PROVIDED PASSAGE →
===============
Yes, it was third-and-19 from midfield, but still. An underneath route with a little yardage after the catch was safer than going deep. We feared that "Rex Havoc" had another pick in him Sunday, which would've been his third, and we couldn't escape visions of a defensive back cradling that bomb whenever it came down.
Surprise, surprise. For the second consecutive week Grossman was on target during a gotta-have-it drive in the fourth quarter.
The 50-yard touchdown to Anthony Armstrong with 6:18 left against Seattle wasn't as dramatic as the 4-yard fade to Donte Stallworth with 14 seconds left against Dallas. But the latter merely forced overtime in what became the sixth consecutive loss; Armstrong's emergence from witness protection produced the go-ahead score in the streak-snapping victory.
With it came shouts of joy and sighs of relief. Both had been scarce since Oct. 2, when the Redskins beat St. Louis and improved to 3-1, lamenting a late-game collapse at Dallas that kept them from a perfect record.
Going 1-6 in your past seven games is nothing to brag about. But the Seattle game was one of two left — Minnesota is the other — that looked fairly winnable. The Redskins easily could have flown across the country and fallen flat coming off the emotional overtime defeat a week earlier against the Cowboys.
The battle that Washington put up against its archrival was commendable, validating the old cliche about throwing out won-lost records, etc. While coach Mike Shanahan and his players pooh-poohed the notion of a moral victory, the nail-biter revived Redskins Nation.
Many observers thought the Dallas game could get ugly, disintegrate into a lopsided affair between teams headed in opposite directions. Yet given up for dead, the Redskins showed encouraging signs of life, as the offense tallied a season-high 24 points (linebacker Ryan Kerrigan had a pick-six in the 28-14 victory against the Giants).
Washington doesn't have a heated rivalry with the Seahawks like it does with the Cowboys, but you'd never know based on the jawing and shoving.
===============
INFORMATION SHOWN →
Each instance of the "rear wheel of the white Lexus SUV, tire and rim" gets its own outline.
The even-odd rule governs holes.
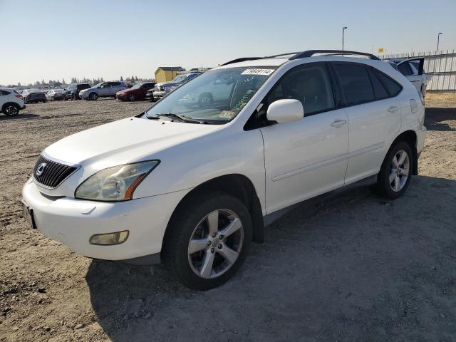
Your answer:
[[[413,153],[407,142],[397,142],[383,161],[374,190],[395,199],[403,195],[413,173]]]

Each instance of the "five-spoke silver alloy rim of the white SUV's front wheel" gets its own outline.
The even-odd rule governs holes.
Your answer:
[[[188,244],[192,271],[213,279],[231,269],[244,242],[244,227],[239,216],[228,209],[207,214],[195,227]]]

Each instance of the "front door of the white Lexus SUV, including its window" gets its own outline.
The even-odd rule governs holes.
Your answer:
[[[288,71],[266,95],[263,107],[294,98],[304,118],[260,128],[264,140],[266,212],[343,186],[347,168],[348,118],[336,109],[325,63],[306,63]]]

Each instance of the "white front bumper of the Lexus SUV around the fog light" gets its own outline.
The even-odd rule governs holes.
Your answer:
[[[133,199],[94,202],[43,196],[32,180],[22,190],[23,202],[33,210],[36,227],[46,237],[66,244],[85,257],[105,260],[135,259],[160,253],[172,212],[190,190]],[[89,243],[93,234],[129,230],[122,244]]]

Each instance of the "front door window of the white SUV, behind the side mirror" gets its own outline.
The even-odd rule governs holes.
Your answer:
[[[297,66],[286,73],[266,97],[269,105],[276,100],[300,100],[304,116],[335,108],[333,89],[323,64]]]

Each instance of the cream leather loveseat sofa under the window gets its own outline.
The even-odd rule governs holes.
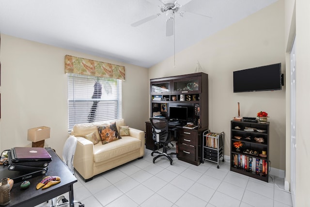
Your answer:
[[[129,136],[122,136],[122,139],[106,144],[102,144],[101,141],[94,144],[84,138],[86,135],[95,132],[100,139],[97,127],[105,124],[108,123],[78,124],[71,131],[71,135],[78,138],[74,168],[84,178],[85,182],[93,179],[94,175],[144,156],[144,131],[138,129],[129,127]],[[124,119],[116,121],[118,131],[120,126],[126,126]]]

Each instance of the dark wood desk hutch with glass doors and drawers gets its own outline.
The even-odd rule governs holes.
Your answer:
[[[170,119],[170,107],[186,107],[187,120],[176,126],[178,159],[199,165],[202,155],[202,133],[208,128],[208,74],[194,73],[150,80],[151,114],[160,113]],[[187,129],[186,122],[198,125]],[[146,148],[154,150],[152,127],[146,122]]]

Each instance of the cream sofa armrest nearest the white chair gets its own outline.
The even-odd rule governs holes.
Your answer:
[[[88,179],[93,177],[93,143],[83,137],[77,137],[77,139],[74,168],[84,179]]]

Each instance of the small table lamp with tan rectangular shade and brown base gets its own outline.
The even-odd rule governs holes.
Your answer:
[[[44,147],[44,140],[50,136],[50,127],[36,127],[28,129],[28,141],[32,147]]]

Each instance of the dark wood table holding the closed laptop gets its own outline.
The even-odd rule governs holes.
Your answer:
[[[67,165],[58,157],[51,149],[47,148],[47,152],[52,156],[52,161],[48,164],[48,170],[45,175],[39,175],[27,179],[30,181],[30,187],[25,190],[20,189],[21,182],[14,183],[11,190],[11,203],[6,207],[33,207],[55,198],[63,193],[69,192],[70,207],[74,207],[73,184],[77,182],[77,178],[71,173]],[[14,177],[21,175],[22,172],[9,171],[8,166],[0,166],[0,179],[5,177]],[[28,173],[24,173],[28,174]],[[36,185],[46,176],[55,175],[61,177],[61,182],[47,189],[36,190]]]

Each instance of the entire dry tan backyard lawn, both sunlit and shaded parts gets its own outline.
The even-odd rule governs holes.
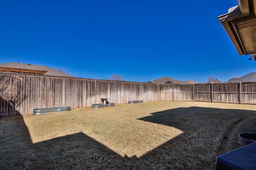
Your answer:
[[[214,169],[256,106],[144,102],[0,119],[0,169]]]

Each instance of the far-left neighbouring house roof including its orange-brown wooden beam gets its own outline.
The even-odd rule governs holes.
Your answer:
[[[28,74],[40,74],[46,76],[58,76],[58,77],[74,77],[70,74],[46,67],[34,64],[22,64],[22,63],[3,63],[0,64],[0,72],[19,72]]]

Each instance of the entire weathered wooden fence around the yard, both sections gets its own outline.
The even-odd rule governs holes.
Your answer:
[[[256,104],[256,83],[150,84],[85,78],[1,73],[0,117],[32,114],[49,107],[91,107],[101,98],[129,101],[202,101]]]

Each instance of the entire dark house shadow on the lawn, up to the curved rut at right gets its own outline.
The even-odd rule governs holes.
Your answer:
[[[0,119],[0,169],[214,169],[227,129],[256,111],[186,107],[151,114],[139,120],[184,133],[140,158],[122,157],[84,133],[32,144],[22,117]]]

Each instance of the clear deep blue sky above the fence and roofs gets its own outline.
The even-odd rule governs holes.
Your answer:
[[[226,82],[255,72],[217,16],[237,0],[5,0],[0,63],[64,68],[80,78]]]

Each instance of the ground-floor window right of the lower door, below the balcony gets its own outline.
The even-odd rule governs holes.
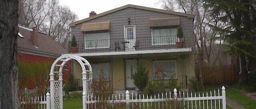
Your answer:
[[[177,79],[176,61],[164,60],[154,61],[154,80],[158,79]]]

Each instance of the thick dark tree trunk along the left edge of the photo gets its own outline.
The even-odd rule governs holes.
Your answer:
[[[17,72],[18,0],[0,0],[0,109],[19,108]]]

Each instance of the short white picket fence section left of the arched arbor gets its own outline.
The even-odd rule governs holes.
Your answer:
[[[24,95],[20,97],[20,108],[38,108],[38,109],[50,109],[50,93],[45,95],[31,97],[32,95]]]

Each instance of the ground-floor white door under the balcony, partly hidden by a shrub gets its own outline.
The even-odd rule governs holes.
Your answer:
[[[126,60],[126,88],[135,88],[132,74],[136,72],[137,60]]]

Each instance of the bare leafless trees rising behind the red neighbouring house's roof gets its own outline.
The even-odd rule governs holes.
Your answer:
===============
ABOUT THIS EXERCISE →
Retype the part of the Redskins passage starting with "Yes, it was" and going on through "the streak-snapping victory.".

COMPLETED TASK →
Yes, it was third-and-19 from midfield, but still. An underneath route with a little yardage after the catch was safer than going deep. We feared that "Rex Havoc" had another pick in him Sunday, which would've been his third, and we couldn't escape visions of a defensive back cradling that bomb whenever it came down.
Surprise, surprise. For the second consecutive week Grossman was on target during a gotta-have-it drive in the fourth quarter.
The 50-yard touchdown to Anthony Armstrong with 6:18 left against Seattle wasn't as dramatic as the 4-yard fade to Donte Stallworth with 14 seconds left against Dallas. But the latter merely forced overtime in what became the sixth consecutive loss; Armstrong's emergence from witness protection produced the go-ahead score in the streak-snapping victory.